═════ Выбранный отрывок
Снег падал хлопьями, поля и леса были покрыты белой пеленой и терялись в тумане. Ясно различались мрачная, наполовину замерзшая Березина, темные воды которой пробивали себе путь между льдинами, и мосты, едва возвышающиеся над поверхностью реки. А на берегу десятки тысяч безоружных, больных, почти одичавших людей, давящих друг друга ради того, чтобы прорваться на ту сторону, где, может быть, еще удастся спастись от этих наводящих ужас бородатых казаков, одержимых страстью грабежа…

Рано утром авангард корпуса Витгенштейна потянулся к Студянке и на рассвете перешел в наступление против войск Виктора. Его поддержали часть дивизии Г. М. Берга и резерв Б. Б. Фока. Но особенно большой вред неприятелю причинила артиллерия, открывшая огонь по мостам через Березину. Людей охватила паника.

Более сильные сбрасывали в воду более слабых, мешавших им продвигаться вперед, шли по телам больных и раненых, попадавшихся на их пути. Сотни людей остались здесь, раздавленные колесами; другие, надеясь спастись вплавь, замерзали на середине реки и погибали, взбираясь на льдины, которые шли вместе с ними ко дну. Несмотря на эти печальные примеры, тысячи людей бросались в Березину, где умирали в мучительных конвульсиях и с отчаянием в душе.

Когда один из мостов рухнул под тяжестью обозных повозок и орудий, все бросились ко второму. Давка была такая, что даже самые сильные не могли противиться натиску.

Услышав артиллерийскую стрельбу у Студянки, перешли в наступление войска Чичагова. Русские почти полностью истребили Привисленский легион. Сильно пострадали и другие дивизии. Удино был ранен, и маршал Ней принял командование на себя. Наполеон бросил в бой остатки Молодой и Старой гвардии. И здесь, на правом берегу Березины, наибольший урон неприятелю нанесла артиллерия.

Развязка наступила на рассвете 17 ноября. Под огнем русских пушек войска Виктора стали отходить к Березине, пробивая себе дорогу штыками и прикладами. Сотни повозок и тысячи нестроевых солдат оставались еще на левом берегу реки, когда генерал Эбле, выполняя приказ Наполеона, поджег мост. Полчаса спустя на эту толпу налетели казаки, часть ее изрубили, а большую взяли в плен.

Когда корпус Виктора переправился на правый берег, Наполеон приказал отводить войска к Зембиновскому дефиле, так и не занятому русскими.

По данным французских источников, Наполеон потерял на берегах Березины убитыми, ранеными и утонувшими в реке от 20 до 25 тысяч своих солдат. Такими же цифрами оперировал и историк Богданович. В плен было взято 24 тысячи человек, в том числе 5 генералов и 427 офицеров. Трофеями победителей стали 4 знамени и 22 орудия. Русские потеряли убитыми и ранеными 4 тысячи человек.
══════════
#### Поставленная задача:
Перепишите часть отрывка о сражении на Березине, которая открывается словами «Рано утром авангард» и завершается словами «Людей охватила паника.». При этом замените «артиллерия» на «кавалерия».
═════ Записанные данные
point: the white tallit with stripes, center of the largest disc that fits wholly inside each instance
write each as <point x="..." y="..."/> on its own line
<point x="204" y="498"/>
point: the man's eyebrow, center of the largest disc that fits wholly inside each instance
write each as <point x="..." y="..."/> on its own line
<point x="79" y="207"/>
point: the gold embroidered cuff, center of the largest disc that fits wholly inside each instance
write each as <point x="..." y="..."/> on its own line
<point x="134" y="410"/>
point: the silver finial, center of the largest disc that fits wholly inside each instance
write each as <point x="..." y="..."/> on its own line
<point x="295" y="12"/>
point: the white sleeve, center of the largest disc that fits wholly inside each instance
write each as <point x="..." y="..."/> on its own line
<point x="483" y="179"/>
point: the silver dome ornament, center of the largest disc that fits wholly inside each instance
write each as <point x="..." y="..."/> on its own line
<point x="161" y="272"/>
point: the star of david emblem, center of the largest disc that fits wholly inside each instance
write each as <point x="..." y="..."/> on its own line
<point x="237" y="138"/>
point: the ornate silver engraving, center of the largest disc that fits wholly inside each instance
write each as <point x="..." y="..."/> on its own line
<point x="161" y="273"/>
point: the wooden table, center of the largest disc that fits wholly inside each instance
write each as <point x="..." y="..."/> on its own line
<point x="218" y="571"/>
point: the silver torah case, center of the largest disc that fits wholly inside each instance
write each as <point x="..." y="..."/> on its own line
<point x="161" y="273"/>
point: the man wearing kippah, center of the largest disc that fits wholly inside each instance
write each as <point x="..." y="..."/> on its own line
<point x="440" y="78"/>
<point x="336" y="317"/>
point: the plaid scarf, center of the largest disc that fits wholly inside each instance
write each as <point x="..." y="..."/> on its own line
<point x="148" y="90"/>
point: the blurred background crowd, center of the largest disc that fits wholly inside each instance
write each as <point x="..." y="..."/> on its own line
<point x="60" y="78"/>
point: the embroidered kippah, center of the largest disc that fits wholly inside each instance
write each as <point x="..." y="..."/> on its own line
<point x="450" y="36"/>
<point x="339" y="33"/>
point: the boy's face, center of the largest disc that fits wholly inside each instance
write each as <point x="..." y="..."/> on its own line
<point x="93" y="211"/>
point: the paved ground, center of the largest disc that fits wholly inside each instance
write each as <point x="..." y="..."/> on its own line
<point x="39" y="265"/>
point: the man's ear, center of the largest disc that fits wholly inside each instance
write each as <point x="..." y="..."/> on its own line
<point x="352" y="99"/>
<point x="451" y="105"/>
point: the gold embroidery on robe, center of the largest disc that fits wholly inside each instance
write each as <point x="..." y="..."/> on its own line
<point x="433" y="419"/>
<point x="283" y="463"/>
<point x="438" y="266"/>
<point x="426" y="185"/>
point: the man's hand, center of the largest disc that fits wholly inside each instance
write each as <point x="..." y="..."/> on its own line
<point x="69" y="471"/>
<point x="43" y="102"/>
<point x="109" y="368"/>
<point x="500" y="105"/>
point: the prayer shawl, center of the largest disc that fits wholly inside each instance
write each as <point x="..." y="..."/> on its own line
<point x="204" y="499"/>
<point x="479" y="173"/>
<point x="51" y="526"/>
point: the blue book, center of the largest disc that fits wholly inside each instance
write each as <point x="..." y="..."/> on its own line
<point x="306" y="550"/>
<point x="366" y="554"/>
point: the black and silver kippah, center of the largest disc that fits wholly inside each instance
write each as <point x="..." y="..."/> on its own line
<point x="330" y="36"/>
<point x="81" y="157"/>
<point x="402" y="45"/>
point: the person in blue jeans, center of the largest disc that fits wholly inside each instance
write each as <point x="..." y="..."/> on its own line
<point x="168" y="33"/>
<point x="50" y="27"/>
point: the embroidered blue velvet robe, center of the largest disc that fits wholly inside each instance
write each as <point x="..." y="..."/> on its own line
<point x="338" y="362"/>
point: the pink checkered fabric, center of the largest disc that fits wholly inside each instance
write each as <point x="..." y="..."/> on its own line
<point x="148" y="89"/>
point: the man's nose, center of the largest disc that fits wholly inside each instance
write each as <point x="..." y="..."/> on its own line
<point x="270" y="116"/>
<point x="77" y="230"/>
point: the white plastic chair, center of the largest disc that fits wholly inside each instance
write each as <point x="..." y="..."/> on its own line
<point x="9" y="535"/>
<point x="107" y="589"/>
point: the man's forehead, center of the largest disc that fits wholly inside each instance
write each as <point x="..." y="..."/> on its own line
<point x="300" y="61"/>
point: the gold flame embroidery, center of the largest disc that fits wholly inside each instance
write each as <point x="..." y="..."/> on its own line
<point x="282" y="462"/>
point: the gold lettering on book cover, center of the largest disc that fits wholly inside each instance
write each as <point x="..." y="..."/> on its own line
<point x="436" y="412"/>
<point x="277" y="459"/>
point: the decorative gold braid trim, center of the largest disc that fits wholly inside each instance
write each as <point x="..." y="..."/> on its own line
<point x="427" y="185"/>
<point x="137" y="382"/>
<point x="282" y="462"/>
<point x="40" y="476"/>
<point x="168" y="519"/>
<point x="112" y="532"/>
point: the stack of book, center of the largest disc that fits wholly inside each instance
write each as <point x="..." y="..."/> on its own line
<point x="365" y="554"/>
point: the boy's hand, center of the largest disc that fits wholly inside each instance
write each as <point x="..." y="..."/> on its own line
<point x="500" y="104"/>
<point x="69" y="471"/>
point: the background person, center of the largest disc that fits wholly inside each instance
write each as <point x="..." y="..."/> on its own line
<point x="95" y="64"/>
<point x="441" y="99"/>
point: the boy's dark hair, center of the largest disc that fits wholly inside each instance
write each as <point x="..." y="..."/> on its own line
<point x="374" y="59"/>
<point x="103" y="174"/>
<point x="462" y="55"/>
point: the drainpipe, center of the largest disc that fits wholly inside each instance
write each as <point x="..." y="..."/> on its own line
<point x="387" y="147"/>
══════════
#### Решение задачи:
Рано утром авангард корпуса Витгенштейна потянулся к Студянке и на рассвете перешел в наступление против войск Виктора. Его поддержали часть дивизии Г. М. Берга и резерв Б. Б. Фока. Но особенно большой вред неприятелю причинила кавалерия, открывшая огонь по мостам через Березину. Людей охватила паника.